** Problem to work on **
Recast the material as a Markdown table with the columns Row and Material line, numbering each row and omitting blank lines. Begin at the line that contains "Tag the hiking" and stop after the end of the material.

** Extracted data **

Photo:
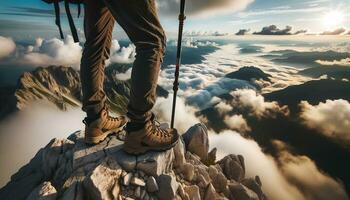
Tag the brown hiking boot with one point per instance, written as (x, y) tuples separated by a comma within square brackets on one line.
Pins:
[(97, 130), (151, 137)]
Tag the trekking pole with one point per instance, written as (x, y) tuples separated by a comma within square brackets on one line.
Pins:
[(182, 18)]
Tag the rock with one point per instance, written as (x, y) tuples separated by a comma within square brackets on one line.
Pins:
[(137, 181), (104, 180), (193, 192), (84, 154), (127, 179), (179, 152), (155, 163), (44, 191), (196, 140), (151, 184), (167, 187), (182, 193), (74, 192), (104, 171), (252, 184), (188, 171), (125, 160), (233, 167), (202, 182), (239, 191), (219, 180), (210, 193), (137, 192), (211, 159)]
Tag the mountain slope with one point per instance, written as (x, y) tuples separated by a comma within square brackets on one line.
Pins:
[(61, 86)]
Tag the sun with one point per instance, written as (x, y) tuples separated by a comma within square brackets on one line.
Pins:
[(333, 18)]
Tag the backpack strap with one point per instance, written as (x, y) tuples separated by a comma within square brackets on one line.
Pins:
[(71, 22), (58, 20), (79, 9)]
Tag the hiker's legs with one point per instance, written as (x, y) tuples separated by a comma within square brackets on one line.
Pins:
[(98, 27), (140, 21)]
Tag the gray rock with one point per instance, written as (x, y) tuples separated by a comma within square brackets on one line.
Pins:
[(167, 187), (219, 180), (202, 182), (103, 181), (127, 179), (239, 191), (179, 152), (193, 192), (252, 184), (155, 163), (182, 193), (44, 191), (137, 181), (196, 140), (74, 192), (125, 160), (137, 192), (151, 184), (210, 193), (233, 167), (188, 171), (84, 154)]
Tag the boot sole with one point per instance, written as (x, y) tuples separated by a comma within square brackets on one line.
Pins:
[(141, 149), (98, 139)]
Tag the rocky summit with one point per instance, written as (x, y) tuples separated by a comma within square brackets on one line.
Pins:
[(71, 170)]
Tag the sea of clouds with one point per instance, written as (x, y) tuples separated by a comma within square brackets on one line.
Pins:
[(296, 177)]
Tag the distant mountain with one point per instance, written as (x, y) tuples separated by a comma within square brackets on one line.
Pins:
[(337, 72), (291, 130), (313, 91), (306, 58), (61, 86)]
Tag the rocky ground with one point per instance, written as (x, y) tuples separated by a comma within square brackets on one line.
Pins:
[(71, 170)]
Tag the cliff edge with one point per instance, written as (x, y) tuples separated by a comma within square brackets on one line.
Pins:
[(71, 170)]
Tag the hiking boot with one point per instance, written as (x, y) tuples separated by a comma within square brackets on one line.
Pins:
[(151, 137), (98, 129)]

** Exercise result **
| Row | Material line |
|---|---|
| 1 | Tag the hiking boot with one point per instance, written as (x, y) tuples separated by a comma within square brackets on one line. |
| 2 | Pins: |
| 3 | [(151, 137), (98, 129)] |